### Task to carry out
For this exercise, return all the data word for word, with images left out.

*** Opening of Record extracts ***

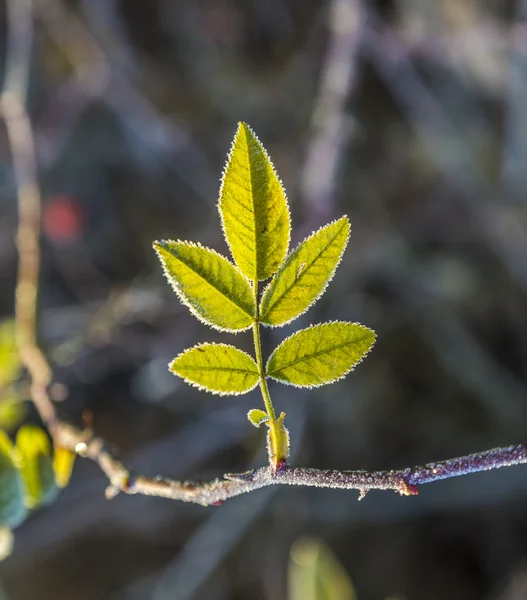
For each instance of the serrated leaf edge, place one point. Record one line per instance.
(204, 388)
(290, 255)
(222, 184)
(316, 385)
(173, 284)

*** Close of Record extracts ***

### Result for this task
For each instance of the serrated leaf edge, place one point. Record one line per instance.
(204, 388)
(290, 255)
(222, 184)
(316, 385)
(173, 284)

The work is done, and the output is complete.